Stored items
↓↓↓

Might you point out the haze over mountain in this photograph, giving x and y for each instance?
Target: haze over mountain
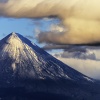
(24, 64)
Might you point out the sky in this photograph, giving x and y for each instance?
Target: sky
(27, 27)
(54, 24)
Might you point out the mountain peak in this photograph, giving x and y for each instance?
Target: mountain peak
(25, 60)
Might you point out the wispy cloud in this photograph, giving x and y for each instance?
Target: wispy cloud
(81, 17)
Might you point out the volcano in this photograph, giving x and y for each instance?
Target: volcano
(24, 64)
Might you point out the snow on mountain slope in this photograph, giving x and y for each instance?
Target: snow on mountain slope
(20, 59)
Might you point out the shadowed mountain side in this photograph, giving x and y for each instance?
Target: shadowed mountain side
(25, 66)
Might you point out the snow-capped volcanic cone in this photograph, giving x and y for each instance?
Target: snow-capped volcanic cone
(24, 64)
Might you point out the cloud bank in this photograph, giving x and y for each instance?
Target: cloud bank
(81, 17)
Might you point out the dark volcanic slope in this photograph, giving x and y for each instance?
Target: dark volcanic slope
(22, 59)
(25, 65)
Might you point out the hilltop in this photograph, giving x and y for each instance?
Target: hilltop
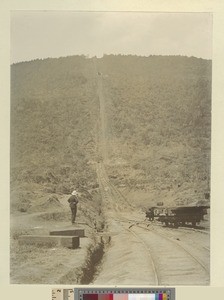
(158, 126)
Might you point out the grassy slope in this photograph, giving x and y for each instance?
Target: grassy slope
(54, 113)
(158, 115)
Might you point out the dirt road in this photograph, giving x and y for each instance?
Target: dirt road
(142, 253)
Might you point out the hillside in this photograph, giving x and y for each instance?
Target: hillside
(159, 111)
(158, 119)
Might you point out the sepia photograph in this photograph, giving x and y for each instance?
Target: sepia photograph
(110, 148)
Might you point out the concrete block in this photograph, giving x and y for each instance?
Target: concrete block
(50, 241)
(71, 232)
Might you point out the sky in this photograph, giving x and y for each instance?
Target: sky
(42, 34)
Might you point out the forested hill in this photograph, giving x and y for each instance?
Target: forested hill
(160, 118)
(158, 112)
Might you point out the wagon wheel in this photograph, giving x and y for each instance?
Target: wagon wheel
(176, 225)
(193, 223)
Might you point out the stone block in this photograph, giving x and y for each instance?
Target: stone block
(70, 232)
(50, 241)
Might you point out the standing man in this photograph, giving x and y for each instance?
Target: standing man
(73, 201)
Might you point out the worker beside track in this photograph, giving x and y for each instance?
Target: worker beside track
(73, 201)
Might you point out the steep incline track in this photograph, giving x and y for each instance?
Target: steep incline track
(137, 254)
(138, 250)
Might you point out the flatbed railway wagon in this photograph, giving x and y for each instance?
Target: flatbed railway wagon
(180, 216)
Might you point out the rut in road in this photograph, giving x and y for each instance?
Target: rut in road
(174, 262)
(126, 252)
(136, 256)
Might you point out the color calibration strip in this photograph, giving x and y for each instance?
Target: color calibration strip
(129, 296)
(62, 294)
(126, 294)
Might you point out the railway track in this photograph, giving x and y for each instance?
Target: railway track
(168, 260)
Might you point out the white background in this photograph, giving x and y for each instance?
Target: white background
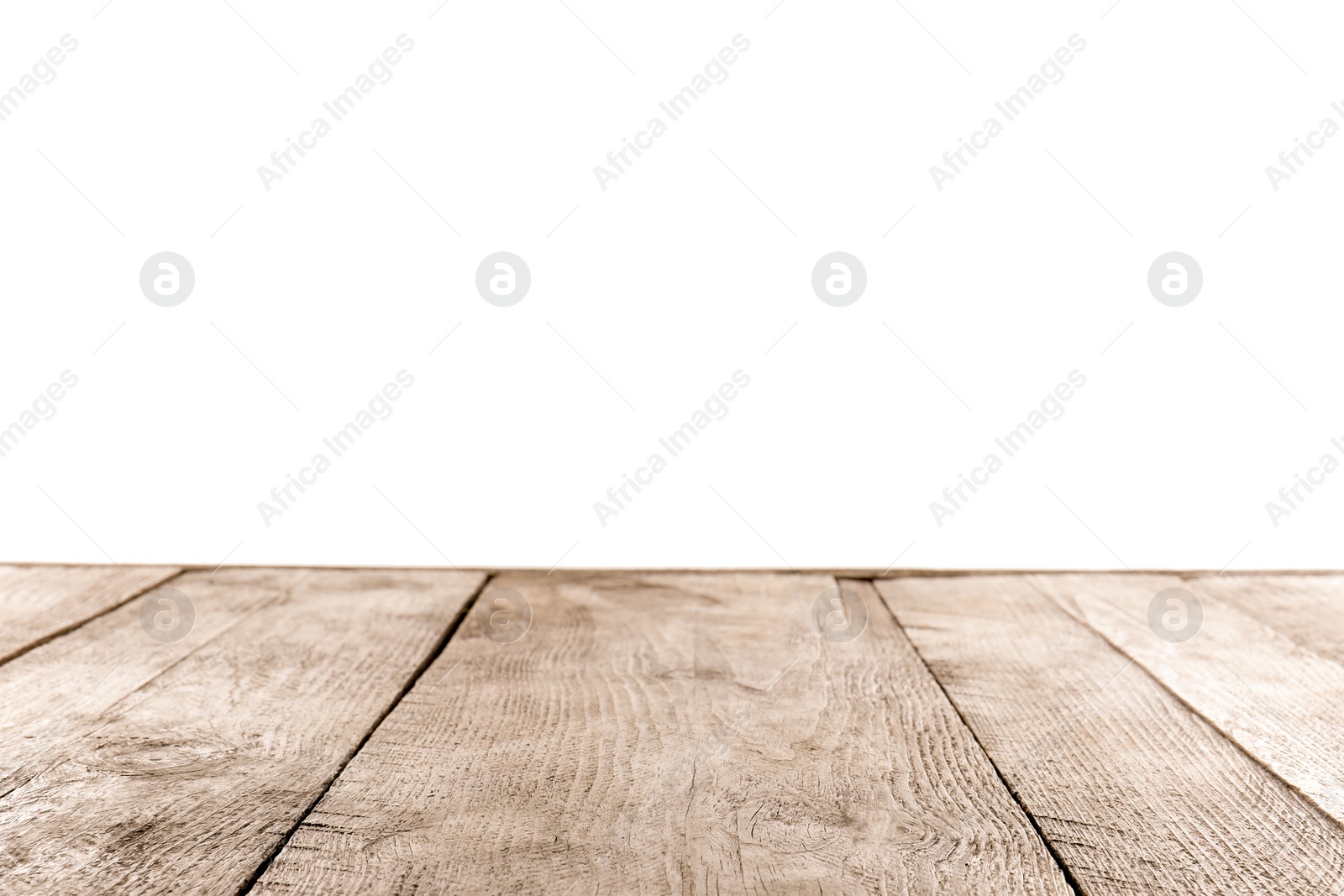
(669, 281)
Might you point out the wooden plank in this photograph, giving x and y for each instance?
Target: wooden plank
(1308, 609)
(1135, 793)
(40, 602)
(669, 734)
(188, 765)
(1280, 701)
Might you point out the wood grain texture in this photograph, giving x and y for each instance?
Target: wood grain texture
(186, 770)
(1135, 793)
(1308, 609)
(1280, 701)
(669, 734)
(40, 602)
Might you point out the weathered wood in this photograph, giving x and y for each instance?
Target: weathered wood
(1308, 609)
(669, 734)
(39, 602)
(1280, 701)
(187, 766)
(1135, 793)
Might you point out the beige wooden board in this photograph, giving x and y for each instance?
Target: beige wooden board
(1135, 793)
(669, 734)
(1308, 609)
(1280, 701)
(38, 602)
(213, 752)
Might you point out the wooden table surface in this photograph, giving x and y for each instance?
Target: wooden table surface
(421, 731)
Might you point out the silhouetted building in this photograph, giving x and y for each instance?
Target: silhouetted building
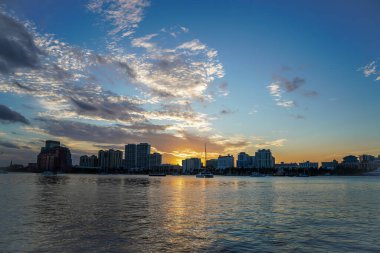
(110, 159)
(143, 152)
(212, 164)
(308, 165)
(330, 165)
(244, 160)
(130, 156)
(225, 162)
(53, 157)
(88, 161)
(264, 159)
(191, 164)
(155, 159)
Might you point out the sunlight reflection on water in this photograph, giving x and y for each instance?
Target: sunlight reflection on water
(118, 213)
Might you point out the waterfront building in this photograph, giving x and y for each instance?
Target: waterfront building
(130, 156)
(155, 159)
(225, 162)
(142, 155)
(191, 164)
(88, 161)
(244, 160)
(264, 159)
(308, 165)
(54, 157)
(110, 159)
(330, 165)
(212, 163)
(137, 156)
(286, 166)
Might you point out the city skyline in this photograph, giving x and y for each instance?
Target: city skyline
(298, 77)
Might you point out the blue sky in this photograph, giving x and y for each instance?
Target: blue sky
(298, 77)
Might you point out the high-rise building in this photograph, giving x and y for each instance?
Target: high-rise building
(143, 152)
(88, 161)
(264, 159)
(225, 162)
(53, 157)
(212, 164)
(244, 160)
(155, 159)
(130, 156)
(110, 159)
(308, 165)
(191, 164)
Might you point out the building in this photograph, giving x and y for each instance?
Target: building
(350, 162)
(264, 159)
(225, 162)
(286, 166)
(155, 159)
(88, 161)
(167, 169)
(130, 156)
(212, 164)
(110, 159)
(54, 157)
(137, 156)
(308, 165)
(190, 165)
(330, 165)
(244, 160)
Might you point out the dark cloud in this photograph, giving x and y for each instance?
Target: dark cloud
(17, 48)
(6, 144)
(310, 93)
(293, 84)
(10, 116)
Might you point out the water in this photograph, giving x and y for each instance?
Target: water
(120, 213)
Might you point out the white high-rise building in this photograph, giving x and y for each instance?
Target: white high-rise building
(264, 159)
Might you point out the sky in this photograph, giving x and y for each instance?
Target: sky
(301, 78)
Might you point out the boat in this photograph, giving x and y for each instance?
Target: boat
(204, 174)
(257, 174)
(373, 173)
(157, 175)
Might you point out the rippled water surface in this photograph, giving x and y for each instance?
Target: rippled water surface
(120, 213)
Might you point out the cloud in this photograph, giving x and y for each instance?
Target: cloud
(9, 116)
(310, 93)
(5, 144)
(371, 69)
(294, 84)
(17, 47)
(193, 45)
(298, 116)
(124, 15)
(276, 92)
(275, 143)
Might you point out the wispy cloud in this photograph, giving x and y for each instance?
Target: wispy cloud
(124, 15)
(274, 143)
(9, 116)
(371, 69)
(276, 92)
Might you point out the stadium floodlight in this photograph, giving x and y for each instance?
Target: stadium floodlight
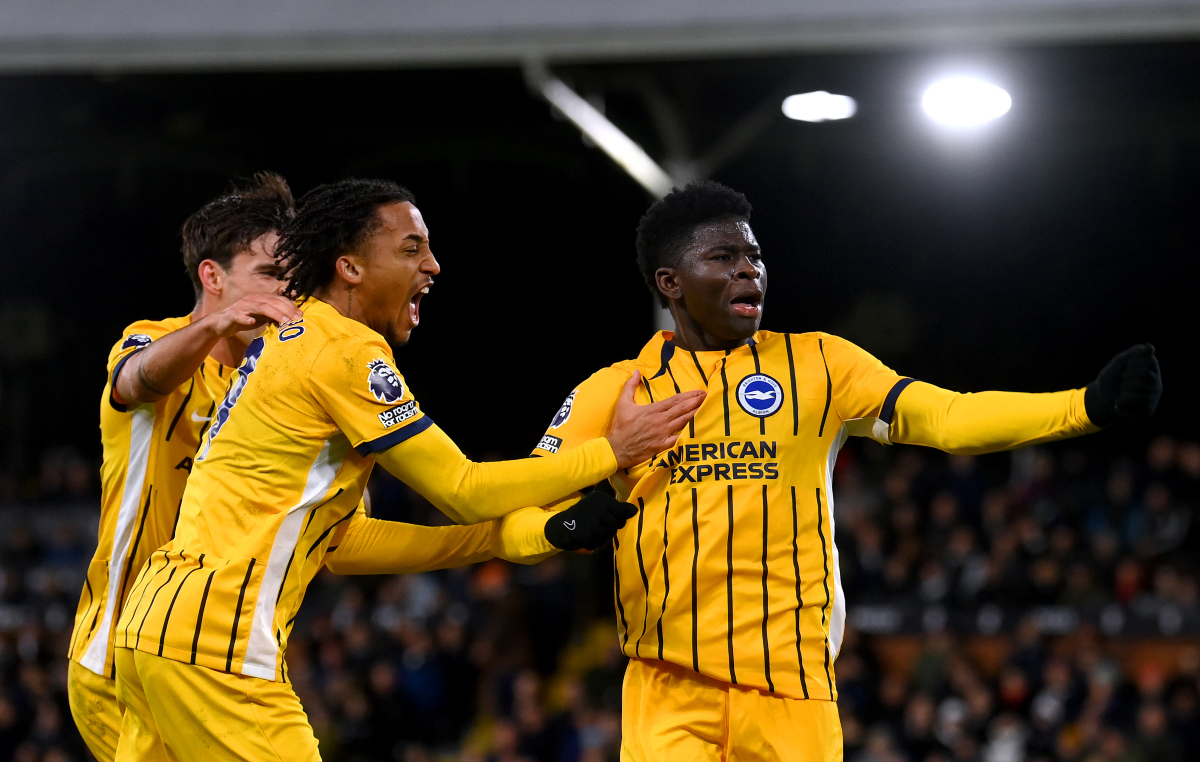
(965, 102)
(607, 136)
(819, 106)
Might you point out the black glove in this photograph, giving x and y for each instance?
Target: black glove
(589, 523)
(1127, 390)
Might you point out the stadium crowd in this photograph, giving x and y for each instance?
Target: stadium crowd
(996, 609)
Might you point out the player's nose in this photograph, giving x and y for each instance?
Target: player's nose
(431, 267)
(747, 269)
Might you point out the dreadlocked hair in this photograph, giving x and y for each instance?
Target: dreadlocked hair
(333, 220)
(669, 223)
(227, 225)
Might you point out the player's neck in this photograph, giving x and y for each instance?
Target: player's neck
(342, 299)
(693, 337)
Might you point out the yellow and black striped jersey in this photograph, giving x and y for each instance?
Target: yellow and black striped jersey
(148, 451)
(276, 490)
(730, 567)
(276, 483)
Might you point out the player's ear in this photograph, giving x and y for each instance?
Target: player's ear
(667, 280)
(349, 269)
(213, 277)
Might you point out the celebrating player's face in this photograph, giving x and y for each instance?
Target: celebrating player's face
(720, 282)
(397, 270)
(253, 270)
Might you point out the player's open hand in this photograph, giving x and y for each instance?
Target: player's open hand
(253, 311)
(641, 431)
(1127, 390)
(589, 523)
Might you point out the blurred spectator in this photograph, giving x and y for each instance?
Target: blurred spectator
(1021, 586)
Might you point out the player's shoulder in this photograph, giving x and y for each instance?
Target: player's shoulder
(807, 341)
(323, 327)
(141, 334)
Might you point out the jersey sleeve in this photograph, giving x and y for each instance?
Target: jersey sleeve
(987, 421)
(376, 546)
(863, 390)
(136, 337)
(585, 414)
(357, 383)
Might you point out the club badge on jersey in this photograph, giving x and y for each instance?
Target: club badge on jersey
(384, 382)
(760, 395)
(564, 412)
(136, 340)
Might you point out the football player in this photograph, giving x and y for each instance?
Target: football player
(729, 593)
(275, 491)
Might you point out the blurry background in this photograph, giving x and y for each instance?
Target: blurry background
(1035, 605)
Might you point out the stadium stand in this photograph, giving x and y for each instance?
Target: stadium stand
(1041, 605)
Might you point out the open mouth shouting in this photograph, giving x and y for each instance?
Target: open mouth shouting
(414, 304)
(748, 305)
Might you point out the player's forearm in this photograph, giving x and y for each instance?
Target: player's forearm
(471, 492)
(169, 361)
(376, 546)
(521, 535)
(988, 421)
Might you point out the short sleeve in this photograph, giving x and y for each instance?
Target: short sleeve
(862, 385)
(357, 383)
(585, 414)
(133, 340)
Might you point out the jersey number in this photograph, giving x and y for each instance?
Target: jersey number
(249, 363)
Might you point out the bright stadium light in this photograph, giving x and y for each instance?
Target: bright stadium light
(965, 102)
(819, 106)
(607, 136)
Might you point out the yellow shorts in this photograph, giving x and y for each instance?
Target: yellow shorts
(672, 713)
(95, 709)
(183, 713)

↑↑↑

DIRECTIONS: The reply should hold the lines from the top of the records through the line containing "Might you point out the mountain", reproduced exactly, and no pictures.

COMPLETED TASK:
Might you point out the haze over mountain in this photograph, giving x and y for each instance?
Target: haze over mountain
(24, 64)
Might you point out the sky in this photograph, giving x and y for each instance?
Target: sky
(27, 27)
(54, 24)
Might you point out the mountain peak in this photograph, giving x and y for each instance?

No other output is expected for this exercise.